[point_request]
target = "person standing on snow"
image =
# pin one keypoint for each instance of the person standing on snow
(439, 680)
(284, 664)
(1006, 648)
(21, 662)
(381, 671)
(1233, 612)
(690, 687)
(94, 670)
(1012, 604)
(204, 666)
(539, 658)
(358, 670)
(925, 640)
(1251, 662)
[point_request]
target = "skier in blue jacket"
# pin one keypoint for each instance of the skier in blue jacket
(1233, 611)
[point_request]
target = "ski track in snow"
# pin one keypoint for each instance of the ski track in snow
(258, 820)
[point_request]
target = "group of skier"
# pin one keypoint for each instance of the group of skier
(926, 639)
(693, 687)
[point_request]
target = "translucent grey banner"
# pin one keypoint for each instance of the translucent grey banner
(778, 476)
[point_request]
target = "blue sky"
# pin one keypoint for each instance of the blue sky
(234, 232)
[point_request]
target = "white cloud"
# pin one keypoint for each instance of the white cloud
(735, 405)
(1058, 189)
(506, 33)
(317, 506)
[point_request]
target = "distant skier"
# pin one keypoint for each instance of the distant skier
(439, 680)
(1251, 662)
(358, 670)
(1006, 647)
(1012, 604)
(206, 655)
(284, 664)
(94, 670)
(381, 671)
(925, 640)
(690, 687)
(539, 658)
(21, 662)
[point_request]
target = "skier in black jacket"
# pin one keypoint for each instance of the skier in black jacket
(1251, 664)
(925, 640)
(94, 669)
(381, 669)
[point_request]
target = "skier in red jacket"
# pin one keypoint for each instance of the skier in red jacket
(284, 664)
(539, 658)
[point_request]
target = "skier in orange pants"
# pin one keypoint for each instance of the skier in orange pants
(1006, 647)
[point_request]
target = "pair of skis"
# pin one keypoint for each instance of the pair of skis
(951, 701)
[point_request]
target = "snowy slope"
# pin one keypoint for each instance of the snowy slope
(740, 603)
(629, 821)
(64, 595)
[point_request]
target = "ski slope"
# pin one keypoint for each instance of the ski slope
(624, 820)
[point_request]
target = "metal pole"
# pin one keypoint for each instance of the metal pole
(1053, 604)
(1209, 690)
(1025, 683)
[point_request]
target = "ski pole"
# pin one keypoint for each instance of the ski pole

━━━━━━━━

(The task): Return the listing above word for word.

(Task output):
[point_request]
target = "person standing on snow"
image =
# pin one keypoint for each instance of the person standing on snow
(439, 680)
(284, 664)
(1006, 648)
(21, 662)
(381, 671)
(1233, 612)
(690, 687)
(94, 670)
(1012, 604)
(204, 666)
(539, 658)
(358, 670)
(925, 640)
(1251, 662)
[point_request]
target = "skier in blue jacket"
# pin one keypoint for each instance of the skier in blue jacket
(1233, 611)
[point_request]
target = "ski track in snow"
# pin one keypoint for each instance of the ski track in snow
(258, 820)
[point_request]
target = "group of skier"
# pin one keypoint for each instance of the group of skier
(926, 639)
(693, 687)
[point_request]
target = "translucent grey banner"
# pin one keypoint for each instance of the translucent grey banner
(778, 476)
[point_request]
target = "blue sky"
# pin one keypoint for each instance of the blue sky
(234, 232)
[point_request]
target = "white cloud"
# pin one keypoint for each instance of the white cloud
(735, 405)
(1058, 189)
(506, 33)
(317, 506)
[point_request]
target = "distant skier"
# pin one keypoint for each instance of the distant skier
(439, 680)
(1251, 662)
(358, 670)
(1006, 647)
(1012, 604)
(206, 655)
(284, 664)
(94, 670)
(381, 671)
(925, 640)
(690, 687)
(539, 658)
(21, 662)
[point_request]
target = "skier in black jacket"
# pin one keypoint for each instance of the skier in black jacket
(1251, 664)
(925, 640)
(94, 669)
(381, 669)
[point_request]
target = "skier in red jacket"
# pin one keypoint for each instance of the skier in red jacket
(284, 664)
(539, 658)
[point_request]
target = "skier in orange pants"
# pin one keypoint for each instance of the skier in orange pants
(1006, 647)
[point_request]
target = "pair of skis"
# pin one keypoint for each instance of the pair of skis
(951, 701)
[point_request]
target = "snowy slope"
# pin one keypoint for each instance of the snowy slope
(740, 603)
(629, 821)
(64, 595)
[point_request]
target = "ski slope"
# pin one keypoint for each instance of the ski slope
(624, 820)
[point_request]
target = "metal pole"
# pin one keypoint for each instance of the metal pole
(1053, 604)
(1209, 690)
(1025, 683)
[point_request]
target = "ski pole"
# pin one keypoint for each instance of the ski pole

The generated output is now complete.